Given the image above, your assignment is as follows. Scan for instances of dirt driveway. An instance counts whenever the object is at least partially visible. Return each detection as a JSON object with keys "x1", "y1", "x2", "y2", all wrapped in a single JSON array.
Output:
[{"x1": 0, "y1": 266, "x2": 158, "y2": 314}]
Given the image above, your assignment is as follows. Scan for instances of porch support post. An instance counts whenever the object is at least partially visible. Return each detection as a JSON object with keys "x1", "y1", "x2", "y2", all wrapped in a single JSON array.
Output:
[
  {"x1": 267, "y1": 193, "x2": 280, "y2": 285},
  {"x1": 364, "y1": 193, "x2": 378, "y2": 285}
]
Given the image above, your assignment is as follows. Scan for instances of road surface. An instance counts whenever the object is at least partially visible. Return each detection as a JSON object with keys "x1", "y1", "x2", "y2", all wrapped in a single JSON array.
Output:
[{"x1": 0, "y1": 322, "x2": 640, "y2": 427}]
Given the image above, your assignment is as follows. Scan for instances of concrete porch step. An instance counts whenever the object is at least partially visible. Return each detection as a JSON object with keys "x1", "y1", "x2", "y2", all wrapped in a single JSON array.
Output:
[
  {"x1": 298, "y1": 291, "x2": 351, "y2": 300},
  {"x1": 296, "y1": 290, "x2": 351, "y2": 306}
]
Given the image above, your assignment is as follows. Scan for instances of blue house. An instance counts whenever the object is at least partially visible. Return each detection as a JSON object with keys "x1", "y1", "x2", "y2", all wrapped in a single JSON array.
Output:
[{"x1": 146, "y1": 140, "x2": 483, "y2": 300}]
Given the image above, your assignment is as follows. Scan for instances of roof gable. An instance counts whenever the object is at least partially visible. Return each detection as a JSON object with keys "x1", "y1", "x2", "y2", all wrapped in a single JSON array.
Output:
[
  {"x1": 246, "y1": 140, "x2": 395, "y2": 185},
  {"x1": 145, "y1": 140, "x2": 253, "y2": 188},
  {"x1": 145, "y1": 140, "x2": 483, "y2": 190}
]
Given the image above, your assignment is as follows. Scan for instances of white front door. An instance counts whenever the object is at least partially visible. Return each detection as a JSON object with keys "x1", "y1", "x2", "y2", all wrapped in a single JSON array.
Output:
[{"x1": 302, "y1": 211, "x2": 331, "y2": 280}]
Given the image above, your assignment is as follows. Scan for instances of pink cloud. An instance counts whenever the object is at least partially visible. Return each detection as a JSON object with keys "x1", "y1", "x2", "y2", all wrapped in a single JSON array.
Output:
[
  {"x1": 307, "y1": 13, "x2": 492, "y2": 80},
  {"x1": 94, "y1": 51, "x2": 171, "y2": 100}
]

* * *

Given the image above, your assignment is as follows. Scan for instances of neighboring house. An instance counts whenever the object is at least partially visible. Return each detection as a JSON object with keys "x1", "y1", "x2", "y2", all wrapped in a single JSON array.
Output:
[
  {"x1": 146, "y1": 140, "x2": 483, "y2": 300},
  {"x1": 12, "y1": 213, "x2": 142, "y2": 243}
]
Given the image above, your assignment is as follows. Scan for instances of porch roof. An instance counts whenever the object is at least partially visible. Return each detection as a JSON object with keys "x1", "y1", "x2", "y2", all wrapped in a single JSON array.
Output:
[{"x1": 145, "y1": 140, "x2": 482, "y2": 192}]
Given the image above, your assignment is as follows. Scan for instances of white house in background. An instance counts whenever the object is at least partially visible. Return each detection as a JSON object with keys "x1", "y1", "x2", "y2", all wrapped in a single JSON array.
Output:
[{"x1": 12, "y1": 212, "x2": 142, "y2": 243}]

[Stated exercise] Gather every line from the rows above that contains the word "white", and copy each of those lines in full.

[Reply]
Given the image above, your assignment is as follows. Scan for instances of white front door. An instance counts whenever the object is at least partially visible. Return each detection as a JSON object with keys "x1", "y1", "x2", "y2", all wrapped in a single JSON array.
Given the image above, your assignment is as follows. Scan for instances of white house in background. An instance counts whenever the object is at least partially visible. Return each detection as a JSON object with keys "x1", "y1", "x2", "y2", all wrapped in a single JSON array.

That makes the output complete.